===== Trecho do documento =====

Os recursos tramitam sob a relatoria da Ministra Regina Helena Costa. Em sua proposta de afetação, a ministra ressaltou a extrema relevância da matéria. Ela destacou o fluxo contínuo e massivo de recursos sobre o tema que chegam ao STJ, bem como a clara divergência jurisprudencial entre os entendimentos fixados pelos tribunais de origem (os tribunais estaduais e federais de segunda instância) e aquele adotado pelas próprias Turmas que compõem a Primeira Seção do Superior Tribunal de Justiça.
A ministra explicou que, enquanto os tribunais locais frequentemente assentam o entendimento de que a União pode figurar isoladamente no polo passivo das demandas (dispensando o litisconsórcio necessário com Estados ou Municípios) e que a revisão dos valores da Tabela SUS com base na Tabela TUNEP/ANS é possível, as Turmas da Primeira Seção do STJ, que durante cerca de 15 anos compartilhavam aludida convicção, mudaram sua posição e recentemente vinham unificando o entendimento de que, em demandas que alegam desequilíbrio econômico-financeiro em contratos de saúde complementar, o polo passivo deve ser composto pela União e também pelo ente subnacional contratante (Estado e ou Município).
Já em relação ao mérito, nota-se polarização dos tribunais federais sobre o tema.
No âmbito do TRF 1ª Região, a matéria vem sendo consistentemente apreciada no sentido da procedência do pleito de reequilíbrio econômico-financeiro dos valores balizadores dos contratos entre a Administração Pública e as entidades assistenciais, mediante a adoção dos valores praticados para os mesmos procedimentos médicos na Tabela TUNEP/IVR, que, aliás, orienta os reembolsos feitos à União Federal pelas operadoras de planos de saúde privados quando seus segurados são atendidos pelo SUS.
Os TRF’s de outras regiões, porém, não têm se “comportado” da mesma forma, não ostentando tendência jurisprudencial, seja favorável, seja contrária ao reequilíbrio.
Adicionalmente, a ministra Regina Helena Costa sublinhou a importância de se alcançar um consenso definitivo, enfatizando que “a matéria aqui tratada ocupa o 5º lugar em termos de impacto orçamentário geral, sendo responsável pela inscrição de mais de 2 bilhões em precatórios, superando demandas antigas de altos valores, como as demandas do setor sucroalcooleiro e FUNDEF, sendo, no âmbito do TRF1, o 2º maior montante, atrás apenas do pagamento relativo ao acordo da VARIG”. Esse dado evidencia a magnitude do tema e a urgência de uma solução jurídica estável.

===== Dados registrados =====

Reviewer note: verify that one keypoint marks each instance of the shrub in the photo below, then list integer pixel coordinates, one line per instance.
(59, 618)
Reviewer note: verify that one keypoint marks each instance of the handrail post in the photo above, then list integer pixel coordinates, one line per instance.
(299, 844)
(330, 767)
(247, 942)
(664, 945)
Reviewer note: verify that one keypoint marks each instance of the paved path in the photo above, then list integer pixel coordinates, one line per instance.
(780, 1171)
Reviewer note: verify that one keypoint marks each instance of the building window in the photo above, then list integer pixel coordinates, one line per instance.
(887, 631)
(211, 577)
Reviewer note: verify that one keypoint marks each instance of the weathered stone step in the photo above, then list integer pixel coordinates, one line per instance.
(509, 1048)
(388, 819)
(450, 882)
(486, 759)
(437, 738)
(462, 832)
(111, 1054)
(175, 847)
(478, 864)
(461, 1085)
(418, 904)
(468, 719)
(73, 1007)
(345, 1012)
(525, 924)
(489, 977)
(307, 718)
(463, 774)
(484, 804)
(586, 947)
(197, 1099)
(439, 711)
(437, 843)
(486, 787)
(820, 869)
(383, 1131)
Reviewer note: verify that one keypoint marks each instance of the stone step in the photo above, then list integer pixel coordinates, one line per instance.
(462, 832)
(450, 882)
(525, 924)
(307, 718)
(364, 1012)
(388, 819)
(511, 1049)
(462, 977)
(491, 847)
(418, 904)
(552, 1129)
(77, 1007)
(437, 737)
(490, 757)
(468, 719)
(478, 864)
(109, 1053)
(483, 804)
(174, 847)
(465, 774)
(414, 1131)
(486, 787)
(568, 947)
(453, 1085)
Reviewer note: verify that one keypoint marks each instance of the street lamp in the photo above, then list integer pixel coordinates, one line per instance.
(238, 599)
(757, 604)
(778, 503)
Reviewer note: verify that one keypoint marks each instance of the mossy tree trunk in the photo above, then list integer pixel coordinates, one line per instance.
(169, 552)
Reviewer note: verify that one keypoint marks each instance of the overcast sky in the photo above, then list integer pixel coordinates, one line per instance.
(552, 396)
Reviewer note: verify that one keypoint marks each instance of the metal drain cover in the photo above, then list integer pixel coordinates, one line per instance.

=====

• [Problema] Prossiga o trecho sobre a revisão da Tabela SUS no STJ, começando logo após a última frase apresentada.

• [Resposta da tarefa]
Consequências da Afetação e Perspectivas Futuras
Como consequência imediata do acolhimento unânime da proposta de afetação pela Primeira Seção do Superior Tribunal de Justiça, foi determinada a suspensão de todos os processos pendentes, individuais ou coletivos, que versem sobre a questão e tramitem em todo o território nacional, à exceção daqueles casos nos quais já se operou o trânsito em julgado (ou seja, não cabe mais debate sobre o tema, tendo sido esgotados os recursos).
A decisão final do STJ sobre o Tema Repetitivo nº 1.305/STJ ainda não proferida e a afetação, por si só, não altera o quadro fático-jurídico da “Tese TUNEP/IVR”, mas representa um passo decisivo para a pacificação da matéria.
A resolução dessas questões pelo STJ terá um impacto significativo na realidade financeira dos contratos de gestão, convênios e afins, por meio dos quais organizações sociais e outras entidades sem fins lucrativos prestam serviços ao SUS e na forma como o equilíbrio econômico-financeiro desses ajustes é — na verdade, “necessita ser” — garantido.
Diante de sua evidente importância, a matéria demanda acompanhamento de perto por todos os atores envolvidos do denominado Terceiro Setor do segmento da saúde no Brasil.
Valéria Hadlich Camargo Sampaio
[1] Art. 26. Os critérios e valores para a remuneração de serviços e os parâmetros de cobertura assistencial serão estabelecidos pela direção nacional do Sistema Único de Saúde (SUS), aprovados no Conselho Nacional de Saúde.